● **WHAT THE TASK REQUIRES**
Reproduce verbatim the rows below, beginning with the row that contains "column? Mark that spot." and continuing through the last row, inclusive.

● **RECORD EXCERPTS**
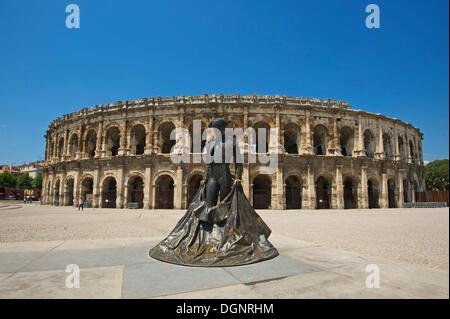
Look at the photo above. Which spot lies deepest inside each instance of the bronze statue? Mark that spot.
(229, 233)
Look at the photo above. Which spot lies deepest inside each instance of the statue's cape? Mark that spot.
(228, 234)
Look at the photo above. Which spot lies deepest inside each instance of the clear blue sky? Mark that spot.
(127, 50)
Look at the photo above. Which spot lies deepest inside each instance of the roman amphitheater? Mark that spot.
(329, 155)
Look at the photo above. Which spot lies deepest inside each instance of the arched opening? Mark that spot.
(373, 192)
(73, 145)
(369, 144)
(90, 143)
(262, 131)
(346, 141)
(262, 192)
(164, 192)
(293, 193)
(87, 190)
(401, 149)
(192, 187)
(109, 193)
(391, 194)
(136, 191)
(137, 139)
(411, 152)
(323, 193)
(112, 141)
(68, 196)
(320, 140)
(406, 192)
(60, 148)
(165, 143)
(387, 146)
(350, 193)
(198, 137)
(56, 193)
(292, 139)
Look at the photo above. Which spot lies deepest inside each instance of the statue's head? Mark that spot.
(219, 123)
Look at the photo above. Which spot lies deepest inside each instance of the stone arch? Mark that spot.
(324, 187)
(203, 127)
(164, 188)
(69, 188)
(73, 144)
(164, 142)
(320, 139)
(373, 192)
(135, 189)
(90, 142)
(346, 138)
(87, 188)
(292, 138)
(262, 191)
(351, 184)
(293, 192)
(264, 147)
(60, 149)
(138, 135)
(112, 138)
(392, 203)
(388, 146)
(109, 192)
(369, 143)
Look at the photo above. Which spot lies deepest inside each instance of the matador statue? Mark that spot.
(217, 234)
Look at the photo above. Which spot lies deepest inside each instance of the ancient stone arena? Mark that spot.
(329, 155)
(323, 254)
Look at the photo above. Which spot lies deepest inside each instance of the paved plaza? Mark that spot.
(323, 254)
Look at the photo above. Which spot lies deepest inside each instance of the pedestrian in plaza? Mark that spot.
(81, 204)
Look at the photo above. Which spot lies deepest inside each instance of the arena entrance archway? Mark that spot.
(193, 186)
(87, 189)
(136, 191)
(391, 193)
(109, 193)
(373, 192)
(293, 193)
(68, 194)
(323, 193)
(350, 193)
(262, 192)
(164, 192)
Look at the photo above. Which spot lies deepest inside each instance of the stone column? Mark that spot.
(308, 149)
(384, 201)
(178, 191)
(401, 194)
(380, 148)
(339, 188)
(311, 199)
(147, 186)
(123, 139)
(120, 187)
(148, 137)
(98, 143)
(96, 188)
(364, 202)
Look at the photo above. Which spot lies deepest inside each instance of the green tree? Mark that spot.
(8, 179)
(25, 181)
(436, 175)
(37, 182)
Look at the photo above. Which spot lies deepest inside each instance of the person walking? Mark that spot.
(81, 205)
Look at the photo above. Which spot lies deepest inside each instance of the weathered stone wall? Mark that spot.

● **ANSWER BELOW**
Look at the photo above. Which spot lies deepest inside each instance of the stone column? Mark that spot.
(308, 149)
(384, 201)
(178, 191)
(401, 194)
(380, 148)
(339, 188)
(311, 199)
(147, 186)
(123, 139)
(120, 187)
(148, 137)
(98, 143)
(96, 188)
(364, 202)
Look at the photo above. Which spot lies deepest inside each instance of the green tree? Mark that spot.
(8, 179)
(25, 181)
(436, 175)
(37, 182)
Look at the photo above. Which spot lies deepest inside each instance of the person walking? Mark that spot.
(81, 205)
Look at the photo above. Which spot lies deepest inside each instance of the weathered stone wall? Mark that spot.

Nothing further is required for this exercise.